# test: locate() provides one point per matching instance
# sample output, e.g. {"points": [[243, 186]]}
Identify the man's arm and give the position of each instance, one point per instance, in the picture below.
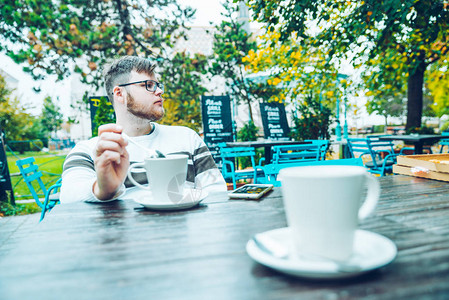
{"points": [[111, 162], [98, 178]]}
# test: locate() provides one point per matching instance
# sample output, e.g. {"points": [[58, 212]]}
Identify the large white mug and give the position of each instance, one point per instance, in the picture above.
{"points": [[323, 205], [166, 177]]}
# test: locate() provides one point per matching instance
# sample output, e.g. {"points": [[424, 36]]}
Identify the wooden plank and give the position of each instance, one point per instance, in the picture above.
{"points": [[118, 250]]}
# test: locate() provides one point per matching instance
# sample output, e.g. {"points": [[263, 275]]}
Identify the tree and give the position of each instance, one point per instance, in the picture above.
{"points": [[54, 37], [231, 44], [407, 35], [183, 88], [15, 122], [51, 117], [297, 72]]}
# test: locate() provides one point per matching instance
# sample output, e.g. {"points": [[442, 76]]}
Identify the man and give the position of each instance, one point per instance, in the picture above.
{"points": [[95, 170]]}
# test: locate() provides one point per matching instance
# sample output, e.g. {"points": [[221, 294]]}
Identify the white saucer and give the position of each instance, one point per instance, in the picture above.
{"points": [[371, 251], [191, 197]]}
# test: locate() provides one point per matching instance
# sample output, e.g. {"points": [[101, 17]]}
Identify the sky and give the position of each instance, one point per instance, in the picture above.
{"points": [[206, 11]]}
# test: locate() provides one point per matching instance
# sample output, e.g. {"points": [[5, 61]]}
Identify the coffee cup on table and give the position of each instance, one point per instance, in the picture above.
{"points": [[323, 205], [166, 177]]}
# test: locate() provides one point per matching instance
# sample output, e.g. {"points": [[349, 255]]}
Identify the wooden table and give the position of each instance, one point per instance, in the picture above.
{"points": [[266, 144], [418, 140], [121, 251]]}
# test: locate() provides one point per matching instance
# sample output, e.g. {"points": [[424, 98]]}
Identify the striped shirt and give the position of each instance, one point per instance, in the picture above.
{"points": [[79, 170]]}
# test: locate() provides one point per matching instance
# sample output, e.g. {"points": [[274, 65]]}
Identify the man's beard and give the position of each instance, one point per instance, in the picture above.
{"points": [[142, 112]]}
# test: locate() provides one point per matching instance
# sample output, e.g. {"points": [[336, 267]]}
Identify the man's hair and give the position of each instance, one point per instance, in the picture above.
{"points": [[120, 70]]}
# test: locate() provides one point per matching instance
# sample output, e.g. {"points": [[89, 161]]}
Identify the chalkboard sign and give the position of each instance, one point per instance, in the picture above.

## [Directions for this task]
Retype the records above exactly, leaving every picture out of your copy.

## [Answer box]
# test: locate() provides one point per matching instance
# sample output, e.g. {"points": [[243, 186]]}
Identify the man's arm and give the position of each instance, one point per instance, in the picture below.
{"points": [[111, 162], [98, 178]]}
# test: locate() provides one point per matching instance
# sample output, e.g. {"points": [[58, 212]]}
Identify the large white mug and give the position of each instance, one point per instance, in the picture above.
{"points": [[323, 205], [166, 177]]}
# test: locate() provides one point per matching instance
# sample output, e.g. {"points": [[424, 36]]}
Identify the wooden plank and give the position of each instance, one point per instance, in the picture above.
{"points": [[118, 250]]}
# test: locate() provides one point per matching instance
# sample output, e.g. {"points": [[263, 275]]}
Identify the tree and give the position of each instance, one point per instance, in the picture above.
{"points": [[54, 37], [231, 44], [407, 35], [183, 88], [15, 122], [51, 117], [297, 72]]}
# test: locate() provides one point per matching instance
# sample output, e.g. {"points": [[442, 76]]}
Identify the man and give the position of each instance, one point per instance, in the picture above.
{"points": [[95, 170]]}
# test: locate() provides one point per matching instance
# sample output, e.g. {"points": [[221, 294]]}
Identify the white saucer and give the position of each instance, one point per instance, in the picture above.
{"points": [[371, 251], [191, 197]]}
# test: locate() provides one point per matching instance
# sample output, e.g. {"points": [[101, 17]]}
Identify the sky and give the position of each instance, one point per instance, in the picture above.
{"points": [[206, 11]]}
# test: locate() provides one point per matching instance
# sample output, e.g. {"points": [[5, 61]]}
Identify the coffee cup on table and give the position of each instance, one point per instance, in the picture above.
{"points": [[323, 205], [166, 177]]}
# test: locate() provides one point per matching instance
# sample output, e.g. {"points": [[349, 255]]}
Identify the wooden table and give the position of each instance, one point per instance, in the picture above.
{"points": [[266, 144], [418, 140], [121, 251]]}
# test: locate() provides one point per matching instance
# sample output, e.g. {"points": [[424, 98]]}
Identify the striped shirt and give the position of each instance, one point per instance, in the picture above.
{"points": [[79, 170]]}
# test: locate() provides one point per matching instance
# sample output, e.g. {"points": [[274, 65]]}
Identify the man's beard and give the position of each instance, one point per instance, in the picture above.
{"points": [[142, 112]]}
# test: locate() provides one point per matching instance
# sample output, e.g. {"points": [[336, 267]]}
Identify the man's hair and give the position of each instance, one point per instance, in the picture above.
{"points": [[120, 70]]}
# test: locate() provides one point per matching instance
# sample output, e.g. {"points": [[89, 161]]}
Identify the chalkboard sign and give the position of each instance, one point per instance, in the picture above.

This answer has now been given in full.